* _ABOUT THIS EXERCISE_
In how many lines of the listing below does the word "bale" occur? Say only the number.

* _DATA UNDER STUDY_
※ ※ ※
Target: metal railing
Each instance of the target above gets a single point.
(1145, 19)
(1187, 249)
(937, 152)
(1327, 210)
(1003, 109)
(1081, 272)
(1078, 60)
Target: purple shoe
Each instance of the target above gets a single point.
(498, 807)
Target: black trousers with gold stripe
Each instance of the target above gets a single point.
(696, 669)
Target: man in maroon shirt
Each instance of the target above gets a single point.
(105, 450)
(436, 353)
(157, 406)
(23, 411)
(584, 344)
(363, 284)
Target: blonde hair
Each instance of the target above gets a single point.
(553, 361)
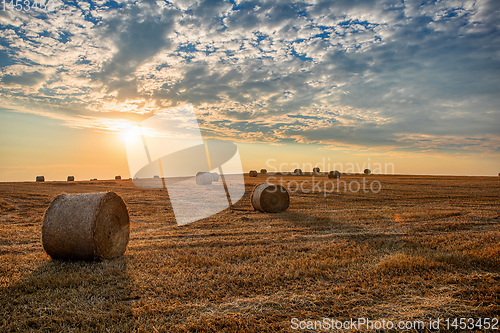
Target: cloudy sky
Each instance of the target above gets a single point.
(413, 83)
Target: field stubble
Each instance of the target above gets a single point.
(423, 247)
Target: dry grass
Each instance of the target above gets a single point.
(424, 247)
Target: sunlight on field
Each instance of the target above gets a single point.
(423, 247)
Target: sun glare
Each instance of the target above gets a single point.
(131, 133)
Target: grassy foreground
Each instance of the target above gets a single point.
(423, 247)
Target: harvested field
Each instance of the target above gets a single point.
(423, 247)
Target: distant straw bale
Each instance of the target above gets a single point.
(270, 198)
(6, 206)
(204, 178)
(86, 226)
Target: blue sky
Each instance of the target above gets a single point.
(401, 78)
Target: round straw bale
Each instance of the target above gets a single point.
(270, 198)
(203, 178)
(334, 174)
(86, 226)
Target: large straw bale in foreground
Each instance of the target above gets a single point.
(270, 198)
(86, 226)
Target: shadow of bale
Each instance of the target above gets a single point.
(71, 296)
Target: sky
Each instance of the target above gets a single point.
(412, 84)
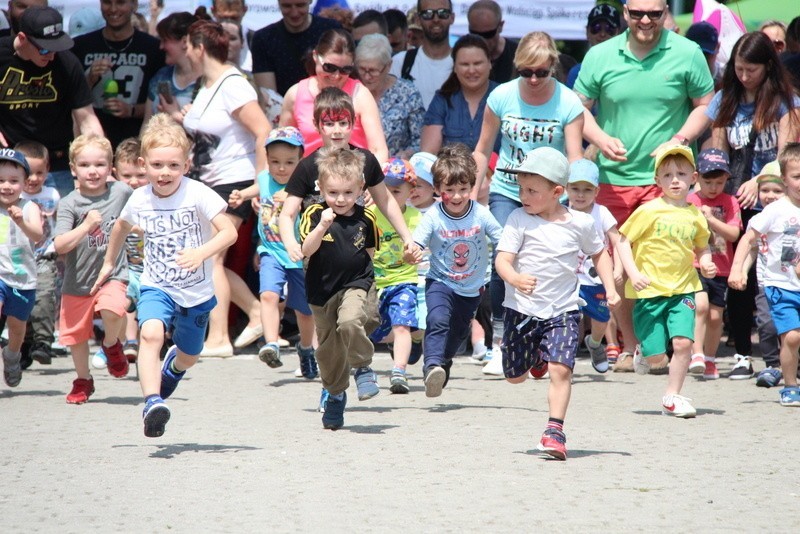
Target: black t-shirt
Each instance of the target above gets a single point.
※ ※ ※
* _EXERCISE RESPONSE_
4